## Provided data
········

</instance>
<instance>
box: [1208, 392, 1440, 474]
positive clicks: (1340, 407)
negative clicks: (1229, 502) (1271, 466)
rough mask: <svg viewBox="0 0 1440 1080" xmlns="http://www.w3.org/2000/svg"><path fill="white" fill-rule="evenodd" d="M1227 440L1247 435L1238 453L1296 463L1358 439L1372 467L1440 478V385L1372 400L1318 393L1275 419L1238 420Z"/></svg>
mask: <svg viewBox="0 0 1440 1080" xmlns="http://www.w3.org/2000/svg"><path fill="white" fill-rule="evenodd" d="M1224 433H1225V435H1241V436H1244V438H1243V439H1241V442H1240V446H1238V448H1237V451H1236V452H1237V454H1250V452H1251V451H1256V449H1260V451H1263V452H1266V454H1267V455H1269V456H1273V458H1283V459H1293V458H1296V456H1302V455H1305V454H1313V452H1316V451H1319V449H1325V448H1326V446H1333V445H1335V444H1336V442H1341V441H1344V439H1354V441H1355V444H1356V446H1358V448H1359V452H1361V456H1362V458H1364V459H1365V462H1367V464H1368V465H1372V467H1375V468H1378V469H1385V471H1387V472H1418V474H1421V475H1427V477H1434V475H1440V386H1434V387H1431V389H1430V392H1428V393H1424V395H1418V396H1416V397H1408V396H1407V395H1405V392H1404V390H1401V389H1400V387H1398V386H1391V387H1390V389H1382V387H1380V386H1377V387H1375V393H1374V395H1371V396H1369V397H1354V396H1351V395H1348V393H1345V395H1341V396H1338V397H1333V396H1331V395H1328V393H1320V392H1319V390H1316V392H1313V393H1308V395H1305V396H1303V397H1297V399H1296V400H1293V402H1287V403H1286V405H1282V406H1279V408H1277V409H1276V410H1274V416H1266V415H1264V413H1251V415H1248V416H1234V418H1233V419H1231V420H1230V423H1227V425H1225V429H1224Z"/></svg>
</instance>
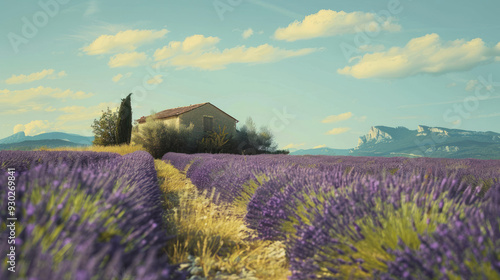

········

## What is being asked
In your copy, restate the data above word for word but leave out any picture.

## Reply to the exercise
</instance>
<instance>
box: [1208, 392, 1440, 474]
positive clicks: (1340, 407)
negative clicks: (1229, 502) (1271, 466)
rough mask: <svg viewBox="0 0 1440 1080" xmlns="http://www.w3.org/2000/svg"><path fill="white" fill-rule="evenodd" d="M1227 440L1247 435L1238 453L1296 463L1358 439L1372 467L1440 478V385L1372 400L1318 393L1275 419L1238 420Z"/></svg>
mask: <svg viewBox="0 0 1440 1080" xmlns="http://www.w3.org/2000/svg"><path fill="white" fill-rule="evenodd" d="M1224 433H1225V435H1241V436H1244V438H1243V439H1241V442H1240V446H1238V448H1237V451H1236V452H1237V454H1250V452H1251V451H1256V449H1260V451H1263V452H1266V454H1267V455H1269V456H1273V458H1283V459H1293V458H1296V456H1302V455H1305V454H1313V452H1316V451H1319V449H1325V448H1326V446H1333V445H1335V444H1336V442H1341V441H1344V439H1354V441H1355V444H1356V446H1358V448H1359V452H1361V456H1362V458H1364V459H1365V462H1367V464H1368V465H1372V467H1375V468H1378V469H1385V471H1387V472H1418V474H1421V475H1427V477H1434V475H1440V386H1434V387H1431V389H1430V392H1428V393H1424V395H1418V396H1416V397H1408V396H1407V395H1405V392H1404V390H1401V389H1400V387H1398V386H1391V387H1390V389H1382V387H1380V386H1377V387H1375V393H1374V395H1371V396H1369V397H1354V396H1351V395H1348V393H1345V395H1341V396H1338V397H1333V396H1331V395H1328V393H1320V392H1319V390H1316V392H1313V393H1308V395H1305V396H1303V397H1297V399H1296V400H1293V402H1287V403H1286V405H1282V406H1279V408H1277V409H1276V410H1274V416H1266V415H1264V413H1251V415H1248V416H1234V418H1233V419H1231V420H1230V423H1227V425H1225V429H1224Z"/></svg>
</instance>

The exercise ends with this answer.